▶ EXTRACT
■ ■ ■ ■ ■ ■ ■

Remarks of Commissioner Ajit Pai, Federal Communications Commission

Media Institute Luncheon

February 7, 2013


Patrick, thank you for that kind introduction as well as for inviting me to speak at today’s
Media Institute luncheon. The Institute has emerged as an important voice on behalf of free
expression. I commend you for the fine work you do defending this cherished liberty.
Since I became a Commissioner last May, I’ve spent a fair amount of time talking about
the Internet Protocol (IP) transition or what some are calling the Internet transformation. This
profound change in our technological landscape is revolutionizing every sector of the
communications industry. Today, however, I want to focus on what the Internet transformation
means for the video marketplace and how policymakers should be responding to such dramatic
change.
Speaking of change, I celebrated my fortieth birthday last month. And like many of you,
I also saw a few movies. “This Is 40,” “Life of Pi” . . . to be honest, I sometimes felt as if
Hollywood aimed its Christmas-season film slate specifically at me. But on a more serious note,
as you hit birthday milestones, you tend to reflect upon how much the world has changed during
your lifetime.

■ ■ ■ ■ ■ ■ ■

▶ DATA SHOWN
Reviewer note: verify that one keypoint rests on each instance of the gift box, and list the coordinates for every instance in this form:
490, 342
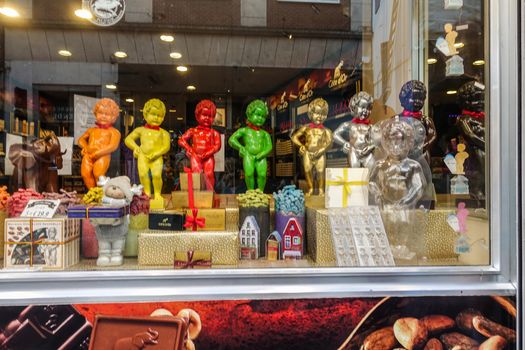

■ ■ ■ ■ ■ ■ ■

▶ CHALLENGE 1
In the Media Institute remarks, which birthday did the speaker celebrate the month before the luncheon?
▶ CHALLENGE 2
How would you render this sentence from the Media Institute remarks in Spanish: "The Institute has emerged as an important voice on behalf of free expression."

▶ EXERCISE SOLUTION 1
The fortieth birthday.

▶ EXERCISE SOLUTION 2
El Instituto se ha convertido en una voz importante en defensa de la libertad de expresión.